-- Start Data supplied --
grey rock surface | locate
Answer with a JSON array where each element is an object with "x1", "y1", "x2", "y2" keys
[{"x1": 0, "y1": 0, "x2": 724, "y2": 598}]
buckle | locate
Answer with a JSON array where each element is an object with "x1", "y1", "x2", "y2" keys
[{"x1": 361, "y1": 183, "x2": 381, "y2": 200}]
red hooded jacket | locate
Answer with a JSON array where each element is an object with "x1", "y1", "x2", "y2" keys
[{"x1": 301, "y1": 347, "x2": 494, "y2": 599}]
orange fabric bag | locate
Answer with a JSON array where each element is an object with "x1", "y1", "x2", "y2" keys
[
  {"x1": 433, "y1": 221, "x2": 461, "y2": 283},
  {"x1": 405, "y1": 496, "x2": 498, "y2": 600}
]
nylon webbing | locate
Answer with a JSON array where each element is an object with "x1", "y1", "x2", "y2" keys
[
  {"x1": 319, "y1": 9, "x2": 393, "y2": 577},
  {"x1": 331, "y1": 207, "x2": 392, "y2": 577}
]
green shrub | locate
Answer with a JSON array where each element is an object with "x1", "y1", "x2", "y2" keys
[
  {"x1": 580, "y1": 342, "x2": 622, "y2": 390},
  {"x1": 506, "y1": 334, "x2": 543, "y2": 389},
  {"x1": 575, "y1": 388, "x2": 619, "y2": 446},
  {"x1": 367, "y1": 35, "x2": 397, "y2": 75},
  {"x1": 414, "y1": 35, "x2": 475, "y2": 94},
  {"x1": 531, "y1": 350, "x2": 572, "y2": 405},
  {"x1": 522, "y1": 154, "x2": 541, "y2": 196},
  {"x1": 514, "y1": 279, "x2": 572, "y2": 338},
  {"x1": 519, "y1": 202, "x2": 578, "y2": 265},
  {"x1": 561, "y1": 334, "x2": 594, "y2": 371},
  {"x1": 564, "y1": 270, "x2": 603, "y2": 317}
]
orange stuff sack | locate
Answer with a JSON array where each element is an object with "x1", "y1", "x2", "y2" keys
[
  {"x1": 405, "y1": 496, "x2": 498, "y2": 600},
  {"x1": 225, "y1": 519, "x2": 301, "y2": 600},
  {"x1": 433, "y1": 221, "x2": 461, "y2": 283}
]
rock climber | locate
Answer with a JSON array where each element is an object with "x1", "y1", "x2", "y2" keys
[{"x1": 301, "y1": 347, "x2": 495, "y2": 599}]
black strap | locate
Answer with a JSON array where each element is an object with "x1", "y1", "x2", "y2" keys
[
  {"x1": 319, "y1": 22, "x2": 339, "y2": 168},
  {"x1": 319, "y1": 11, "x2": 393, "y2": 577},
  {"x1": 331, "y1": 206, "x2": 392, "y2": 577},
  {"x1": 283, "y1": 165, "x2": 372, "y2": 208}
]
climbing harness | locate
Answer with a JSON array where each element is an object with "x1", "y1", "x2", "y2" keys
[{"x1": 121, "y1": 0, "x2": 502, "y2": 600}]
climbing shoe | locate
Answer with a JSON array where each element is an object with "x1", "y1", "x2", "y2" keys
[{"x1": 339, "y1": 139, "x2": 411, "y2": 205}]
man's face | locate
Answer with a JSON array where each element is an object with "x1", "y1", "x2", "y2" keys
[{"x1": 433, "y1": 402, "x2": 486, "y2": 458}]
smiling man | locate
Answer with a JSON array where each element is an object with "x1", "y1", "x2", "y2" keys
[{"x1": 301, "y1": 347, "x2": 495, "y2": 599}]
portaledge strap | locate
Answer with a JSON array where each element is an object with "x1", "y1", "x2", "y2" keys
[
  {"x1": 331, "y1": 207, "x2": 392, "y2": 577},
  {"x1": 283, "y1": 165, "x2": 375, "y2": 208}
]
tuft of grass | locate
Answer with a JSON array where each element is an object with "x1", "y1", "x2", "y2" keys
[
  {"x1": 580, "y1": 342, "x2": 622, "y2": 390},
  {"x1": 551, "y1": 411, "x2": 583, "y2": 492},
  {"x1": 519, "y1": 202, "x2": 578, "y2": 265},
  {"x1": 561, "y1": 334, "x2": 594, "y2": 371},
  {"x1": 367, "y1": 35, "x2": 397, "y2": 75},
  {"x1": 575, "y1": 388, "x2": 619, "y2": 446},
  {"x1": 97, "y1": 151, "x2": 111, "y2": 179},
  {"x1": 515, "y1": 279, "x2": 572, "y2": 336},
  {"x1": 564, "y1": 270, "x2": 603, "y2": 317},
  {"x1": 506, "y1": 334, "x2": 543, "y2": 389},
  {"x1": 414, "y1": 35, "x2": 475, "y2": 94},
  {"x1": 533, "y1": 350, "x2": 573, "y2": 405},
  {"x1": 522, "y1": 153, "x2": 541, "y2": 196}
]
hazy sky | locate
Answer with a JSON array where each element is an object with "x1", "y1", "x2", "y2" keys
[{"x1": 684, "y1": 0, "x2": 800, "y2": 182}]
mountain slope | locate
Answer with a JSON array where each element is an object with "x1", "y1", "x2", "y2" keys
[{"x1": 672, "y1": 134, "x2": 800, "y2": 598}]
-- End Data supplied --
**Exercise instructions:**
Copy every line of the data, starting at the line that contains "smiling man | locate" and ending with the last line of the data. Adjust each bounding-box coordinate by -65 and keep all other text unchanged.

**Output:**
smiling man | locate
Answer with a JSON array where each element is an object with "x1", "y1", "x2", "y2" keys
[{"x1": 236, "y1": 282, "x2": 430, "y2": 534}]
portaledge strap | locate
Answer with a JSON array where each element is an object with "x1", "y1", "x2", "y2" keys
[
  {"x1": 266, "y1": 142, "x2": 327, "y2": 512},
  {"x1": 218, "y1": 100, "x2": 310, "y2": 143}
]
tuft of grass | locate
Answer with a JSON array where each element is an object with "x1", "y1", "x2", "y2" keys
[
  {"x1": 515, "y1": 277, "x2": 557, "y2": 325},
  {"x1": 486, "y1": 346, "x2": 518, "y2": 427},
  {"x1": 454, "y1": 137, "x2": 513, "y2": 200},
  {"x1": 496, "y1": 269, "x2": 529, "y2": 306},
  {"x1": 302, "y1": -30, "x2": 332, "y2": 10},
  {"x1": 510, "y1": 323, "x2": 554, "y2": 381},
  {"x1": 32, "y1": 86, "x2": 46, "y2": 114},
  {"x1": 450, "y1": 214, "x2": 507, "y2": 271},
  {"x1": 499, "y1": 205, "x2": 538, "y2": 252},
  {"x1": 441, "y1": 269, "x2": 478, "y2": 324},
  {"x1": 349, "y1": -30, "x2": 410, "y2": 29},
  {"x1": 468, "y1": 285, "x2": 508, "y2": 340},
  {"x1": 457, "y1": 88, "x2": 476, "y2": 131}
]
hazy sky | locate
Answer with a JSON array where each element is an object with "x1", "y1", "x2", "y2" keys
[{"x1": 619, "y1": -65, "x2": 735, "y2": 117}]
mountain slope | locate
Answer with a JSON array where each element is an object with "x1", "y1", "x2", "y2" keys
[{"x1": 607, "y1": 69, "x2": 735, "y2": 533}]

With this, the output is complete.